Estratto da leggere:

::::::::::

2.3. Quanto, specificamente, alla cessione verso San Marino, la CTR ha rimarcato che “la ricorrente non ha fornito la prova dell’avvenuta esportazione”, non essendovi prova nè del pagamento (ma solo di un bonifico di importo e contenuto irrelato rispetto all’operazione), nè, quanto al trasporto, della corrispondenza rispetto alla fattura.

2.4. In conclusione, pertanto, il giudice regionale ha affermato la fondatezza delle riprese non solo e non tanto in ragione delle avvenute violazioni cd. formali ma perchè le esportazioni non erano materialmente avvenute:

Va sottolineato, del resto, che la circostanza – pure evidenziata dalla CTR – per cui la merce era collocata velocemente sul mercato “in particolare su quello italiano” è tale da acclarare che, per la CTR, in realtà sussisteva, in termini inequivoci, la prova positiva della non avvenuta esportazione, in alcun modo incisa dalla contribuente.

3. Infondata è, conseguentemente, la dedotta violazione dell’art. 112 c.p.c.: la CTR, infatti, ha espressamente statuito sul mancato trasferimento effettivo della merce.

Nè sussiste omessa pronuncia sulla asserita buona fede, avendo la sentenza impugnata posto in risalto le mancanze e le inadeguate verifiche operate dalla contribuente (prima tra tutte proprio l’omesso controllo dell’effettività delle società estere e della corrispondenza dei codici identificativi), il carattere informale dei rapporti, poco congrui con l’entità degli scambi in discussione, nonchè l’esistenza di ulteriori elementi (istruzioni su come formare i documenti di trasporto) incompatibili con la dedotta inconsapevolezza.

::::::::::

Contenuto del dataset:
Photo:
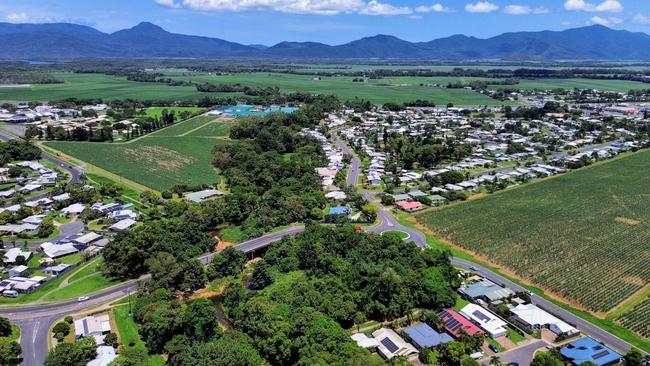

::::::::::

Compito assegnato: Continua l'estratto sulla pronuncia tributaria relativa alle esportazioni contestate, riprendendo subito dopo la sua ultima frase.

Esito del compito:
4. Inammissibile è la denunciata apparenza motivazionale, la quale, in evidenza, non sussiste.

La censura, in realtà, mira a contestare la sufficienza della motivazione o, anche, la stessa valutazione degli elementi di prova operata dal giudice di merito, da cui la sua inammissibilità.

5. Il secondo motivo denuncia, ai sensi dell’art. 360 c.p.c., n. 4, violazione dell’art. 112 c.p.c., art. 111 Cost., comma 6, D.Lgs. n. 546 del 1992, art. 36, comma 2, n. 4 e art. 132 c.p.c., comma 2, n. 4.

5.1. In sostanza la contribuente ripropone, con specifico riguardo alla cessione verso San Marino, le medesime doglianze su esposte, deducendo omessa pronuncia sull’effettività dell’esportazione o, in subordine, sulla buona fede.

Deduce, in relazione ai medesimi profili, omessa motivazione, nonchè, in via ulteriore con riguardo all’eccezione di buona fede, la sua inesistenza per intrinseca contraddittorietà, non essendo riferibili le affermazioni della CTR alla buona fede.

6. La doglianza è infondata quanto alla denunciata omessa pronuncia, inammissibile per il resto.

6.1. La CTR, infatti, come già evidenziato, ha espressamente affermato la carenza di ogni idonea prova a dimostrare l’effettività dell’esportazione e del tutto generiche le doglianze avanzate.

6.2. Non sussiste, parimenti, l’asserita apparenza motivazionale.

La CTR ha escluso vi fosse la prova del pagamento ed ha valutato come non pertinente la documentazione di trasporto rispetto alla merce oggetto della fattura; da ciò l’insussistenza non solo dell’avvenuta esportazione ma anche dell’asserita buona fede in ordine a tale esito.

La doglianza pone, dunque, anche in questo caso, una questione di sufficienza della motivazione e del ragionamento in fatto operato dal giudice nella valutazione delle prove, non più proponibile.

6.3. Nè è configurabile la dedotta intrinseca contraddittorietà.

Ferma la carenza in punto di autosufficienza con riguardo alla documentazione invocata, è dirimente che la CTR ha escluso la congruità tra le indicazioni del documento di trasporto e la fattura.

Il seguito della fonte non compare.